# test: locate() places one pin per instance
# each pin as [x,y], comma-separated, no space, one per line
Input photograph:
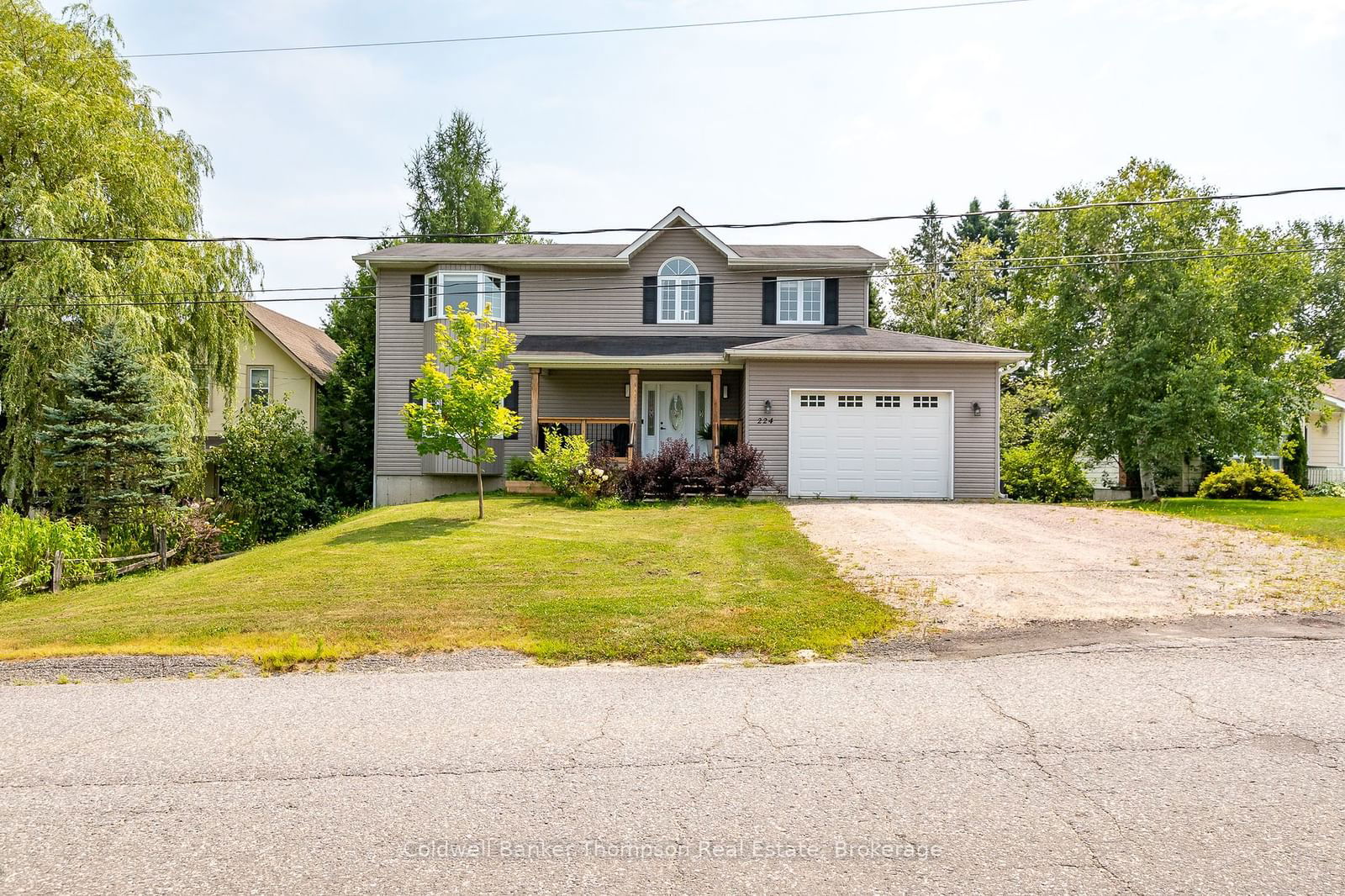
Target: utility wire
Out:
[1170,253]
[683,26]
[504,235]
[1006,266]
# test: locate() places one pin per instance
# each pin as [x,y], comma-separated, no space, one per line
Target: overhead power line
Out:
[750,286]
[681,26]
[589,232]
[1174,253]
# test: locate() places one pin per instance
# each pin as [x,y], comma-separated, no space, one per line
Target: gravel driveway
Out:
[979,566]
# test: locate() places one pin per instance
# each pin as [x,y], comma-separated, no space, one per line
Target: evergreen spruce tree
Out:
[931,248]
[1004,229]
[112,458]
[974,226]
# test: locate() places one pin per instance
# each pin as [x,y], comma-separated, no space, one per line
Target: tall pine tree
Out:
[973,226]
[111,455]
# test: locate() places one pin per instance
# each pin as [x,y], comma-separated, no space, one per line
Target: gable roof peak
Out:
[670,221]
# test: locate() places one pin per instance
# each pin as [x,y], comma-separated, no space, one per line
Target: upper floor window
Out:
[679,287]
[447,289]
[259,383]
[799,300]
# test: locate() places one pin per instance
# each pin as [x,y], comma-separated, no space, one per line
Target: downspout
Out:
[373,478]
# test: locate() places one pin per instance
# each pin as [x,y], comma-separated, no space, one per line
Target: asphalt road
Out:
[1197,768]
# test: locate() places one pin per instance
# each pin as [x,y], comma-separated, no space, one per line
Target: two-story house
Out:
[681,335]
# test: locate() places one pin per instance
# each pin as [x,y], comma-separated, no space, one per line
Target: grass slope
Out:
[650,584]
[1321,519]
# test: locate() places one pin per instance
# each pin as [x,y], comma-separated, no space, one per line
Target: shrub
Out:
[1042,472]
[1329,490]
[195,532]
[266,474]
[1255,481]
[672,472]
[560,461]
[743,470]
[27,546]
[521,468]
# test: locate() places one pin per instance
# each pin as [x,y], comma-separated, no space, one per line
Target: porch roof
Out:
[629,351]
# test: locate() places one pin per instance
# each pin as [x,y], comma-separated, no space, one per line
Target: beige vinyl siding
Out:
[599,309]
[400,351]
[975,439]
[605,302]
[1324,439]
[600,393]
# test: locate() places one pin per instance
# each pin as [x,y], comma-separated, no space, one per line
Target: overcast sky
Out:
[847,118]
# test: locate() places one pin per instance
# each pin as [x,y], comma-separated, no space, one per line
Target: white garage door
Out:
[871,444]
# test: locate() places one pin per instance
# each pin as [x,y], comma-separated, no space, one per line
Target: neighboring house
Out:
[284,361]
[1327,436]
[679,335]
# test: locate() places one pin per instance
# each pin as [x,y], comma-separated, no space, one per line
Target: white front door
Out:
[672,410]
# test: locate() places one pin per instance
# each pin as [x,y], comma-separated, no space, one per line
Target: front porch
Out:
[631,412]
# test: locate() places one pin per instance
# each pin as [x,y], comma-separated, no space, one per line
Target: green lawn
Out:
[1316,519]
[649,584]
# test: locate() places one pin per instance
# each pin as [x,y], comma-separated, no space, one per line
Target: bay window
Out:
[447,289]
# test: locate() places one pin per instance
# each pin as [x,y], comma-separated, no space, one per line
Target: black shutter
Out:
[651,300]
[767,299]
[417,298]
[511,403]
[511,302]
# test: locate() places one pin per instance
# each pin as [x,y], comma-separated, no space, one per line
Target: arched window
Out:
[679,284]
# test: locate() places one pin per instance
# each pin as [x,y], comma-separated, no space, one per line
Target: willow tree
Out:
[85,152]
[1172,335]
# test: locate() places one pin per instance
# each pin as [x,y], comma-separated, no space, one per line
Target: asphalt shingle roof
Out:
[311,346]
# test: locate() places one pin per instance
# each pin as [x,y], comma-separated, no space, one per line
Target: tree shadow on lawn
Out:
[401,530]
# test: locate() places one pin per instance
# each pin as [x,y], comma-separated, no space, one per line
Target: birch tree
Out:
[1179,342]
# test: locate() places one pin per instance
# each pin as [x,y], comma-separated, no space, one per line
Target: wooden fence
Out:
[109,566]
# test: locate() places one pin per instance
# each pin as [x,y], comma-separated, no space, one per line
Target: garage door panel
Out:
[874,447]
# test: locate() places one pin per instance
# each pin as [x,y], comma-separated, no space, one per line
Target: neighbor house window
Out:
[483,293]
[798,300]
[259,383]
[679,284]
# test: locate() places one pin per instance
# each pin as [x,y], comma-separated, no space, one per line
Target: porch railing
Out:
[1320,475]
[615,434]
[612,434]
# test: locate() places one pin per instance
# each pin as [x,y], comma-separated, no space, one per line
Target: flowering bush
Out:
[557,463]
[743,470]
[195,532]
[1257,481]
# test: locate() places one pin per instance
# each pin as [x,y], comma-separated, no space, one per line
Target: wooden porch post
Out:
[636,412]
[535,401]
[715,414]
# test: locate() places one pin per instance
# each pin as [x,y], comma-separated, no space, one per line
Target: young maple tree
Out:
[461,396]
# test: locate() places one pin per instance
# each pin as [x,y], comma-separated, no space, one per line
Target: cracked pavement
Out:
[1199,768]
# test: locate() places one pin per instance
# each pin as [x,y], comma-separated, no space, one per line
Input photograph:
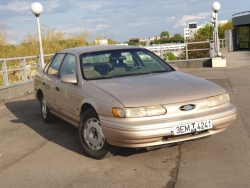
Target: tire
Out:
[92,138]
[46,114]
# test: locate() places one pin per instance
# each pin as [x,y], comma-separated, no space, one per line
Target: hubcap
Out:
[93,135]
[44,108]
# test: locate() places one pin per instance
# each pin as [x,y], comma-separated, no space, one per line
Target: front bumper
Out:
[135,134]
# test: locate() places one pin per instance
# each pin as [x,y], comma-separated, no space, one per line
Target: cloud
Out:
[169,19]
[185,18]
[19,7]
[137,24]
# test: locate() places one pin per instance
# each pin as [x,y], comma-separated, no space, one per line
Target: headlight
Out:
[139,112]
[218,100]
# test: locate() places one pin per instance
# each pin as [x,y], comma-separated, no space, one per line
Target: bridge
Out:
[35,154]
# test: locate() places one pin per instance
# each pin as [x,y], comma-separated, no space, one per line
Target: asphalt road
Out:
[35,154]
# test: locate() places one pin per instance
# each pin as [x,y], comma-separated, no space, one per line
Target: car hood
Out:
[159,88]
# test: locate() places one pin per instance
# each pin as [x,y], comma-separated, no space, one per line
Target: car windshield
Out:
[119,63]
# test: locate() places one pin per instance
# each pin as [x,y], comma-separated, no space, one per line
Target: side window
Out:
[68,66]
[128,59]
[149,62]
[55,65]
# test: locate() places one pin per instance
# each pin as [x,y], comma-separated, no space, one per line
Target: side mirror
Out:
[69,79]
[174,66]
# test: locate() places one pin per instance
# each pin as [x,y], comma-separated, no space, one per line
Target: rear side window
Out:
[68,65]
[55,65]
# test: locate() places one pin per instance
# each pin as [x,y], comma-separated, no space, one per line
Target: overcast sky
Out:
[116,19]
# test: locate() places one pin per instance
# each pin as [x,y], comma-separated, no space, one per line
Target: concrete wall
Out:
[192,63]
[9,92]
[241,20]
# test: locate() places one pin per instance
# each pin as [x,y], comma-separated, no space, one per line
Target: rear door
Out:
[68,97]
[50,79]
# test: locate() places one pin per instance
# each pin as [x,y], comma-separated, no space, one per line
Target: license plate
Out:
[193,127]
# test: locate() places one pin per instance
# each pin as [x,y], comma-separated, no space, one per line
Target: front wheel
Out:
[91,137]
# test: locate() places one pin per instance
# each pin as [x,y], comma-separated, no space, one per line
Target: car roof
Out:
[87,49]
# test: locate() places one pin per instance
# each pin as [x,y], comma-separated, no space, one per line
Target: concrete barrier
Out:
[16,90]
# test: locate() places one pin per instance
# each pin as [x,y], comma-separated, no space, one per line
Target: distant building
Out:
[191,30]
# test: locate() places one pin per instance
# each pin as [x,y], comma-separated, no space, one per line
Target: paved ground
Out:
[35,154]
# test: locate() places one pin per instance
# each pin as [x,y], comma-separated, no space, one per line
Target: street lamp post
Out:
[216,8]
[36,8]
[213,31]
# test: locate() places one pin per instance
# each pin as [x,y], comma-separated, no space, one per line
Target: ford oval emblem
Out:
[187,107]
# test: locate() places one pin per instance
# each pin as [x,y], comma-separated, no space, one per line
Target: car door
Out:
[68,97]
[49,80]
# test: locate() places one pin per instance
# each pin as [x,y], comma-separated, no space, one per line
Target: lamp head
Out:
[213,15]
[36,8]
[216,6]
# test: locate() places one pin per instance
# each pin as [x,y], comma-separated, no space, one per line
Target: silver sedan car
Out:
[124,96]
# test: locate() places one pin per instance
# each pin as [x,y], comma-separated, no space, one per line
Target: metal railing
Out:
[18,69]
[184,49]
[24,68]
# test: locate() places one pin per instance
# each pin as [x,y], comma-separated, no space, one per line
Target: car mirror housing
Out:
[69,79]
[174,66]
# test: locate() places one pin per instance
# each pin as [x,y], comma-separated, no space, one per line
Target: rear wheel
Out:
[46,114]
[91,137]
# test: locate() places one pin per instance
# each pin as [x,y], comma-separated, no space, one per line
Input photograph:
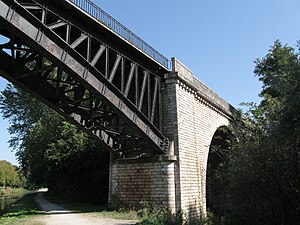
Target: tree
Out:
[265,164]
[10,175]
[52,152]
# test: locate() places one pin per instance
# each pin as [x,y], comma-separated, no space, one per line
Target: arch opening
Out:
[217,169]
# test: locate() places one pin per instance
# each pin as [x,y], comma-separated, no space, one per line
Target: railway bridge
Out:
[154,116]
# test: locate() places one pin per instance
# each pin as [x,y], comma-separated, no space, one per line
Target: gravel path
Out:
[57,215]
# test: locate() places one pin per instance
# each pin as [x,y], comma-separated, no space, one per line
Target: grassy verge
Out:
[93,209]
[21,212]
[12,191]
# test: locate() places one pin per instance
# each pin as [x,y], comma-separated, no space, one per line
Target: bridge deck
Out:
[118,28]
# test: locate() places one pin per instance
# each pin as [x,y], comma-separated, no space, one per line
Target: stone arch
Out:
[215,162]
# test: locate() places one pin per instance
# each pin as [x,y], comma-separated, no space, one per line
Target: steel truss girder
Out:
[106,93]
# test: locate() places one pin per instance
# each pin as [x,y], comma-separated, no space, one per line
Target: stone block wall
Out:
[191,115]
[132,182]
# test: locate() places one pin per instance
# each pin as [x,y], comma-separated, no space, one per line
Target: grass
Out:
[12,191]
[21,212]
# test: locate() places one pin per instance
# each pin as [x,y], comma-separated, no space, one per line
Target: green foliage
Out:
[265,164]
[24,208]
[53,153]
[156,215]
[10,175]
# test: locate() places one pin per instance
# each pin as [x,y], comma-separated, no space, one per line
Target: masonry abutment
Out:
[191,113]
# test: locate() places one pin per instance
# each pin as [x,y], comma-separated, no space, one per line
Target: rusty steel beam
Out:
[77,67]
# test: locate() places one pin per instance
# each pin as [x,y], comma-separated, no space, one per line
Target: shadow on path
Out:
[56,215]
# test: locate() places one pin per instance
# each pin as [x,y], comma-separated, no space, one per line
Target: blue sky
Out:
[218,40]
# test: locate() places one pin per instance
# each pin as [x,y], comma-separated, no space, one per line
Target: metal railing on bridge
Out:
[103,17]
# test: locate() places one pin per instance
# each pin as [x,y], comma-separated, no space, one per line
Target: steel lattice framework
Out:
[77,72]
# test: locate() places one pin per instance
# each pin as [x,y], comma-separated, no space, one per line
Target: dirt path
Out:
[57,215]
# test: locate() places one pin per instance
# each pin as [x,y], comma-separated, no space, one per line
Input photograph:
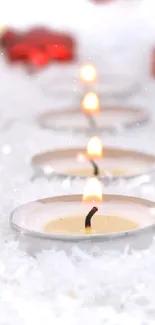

══════════

> [REQUIRED ACTION]:
Show me every line in the data above that includes "window".

> [RESULT BELOW]:
Target: upper floor window
Target: bay window
Target: arched window
Target: neighbor house window
Target: side window
Target: rear side window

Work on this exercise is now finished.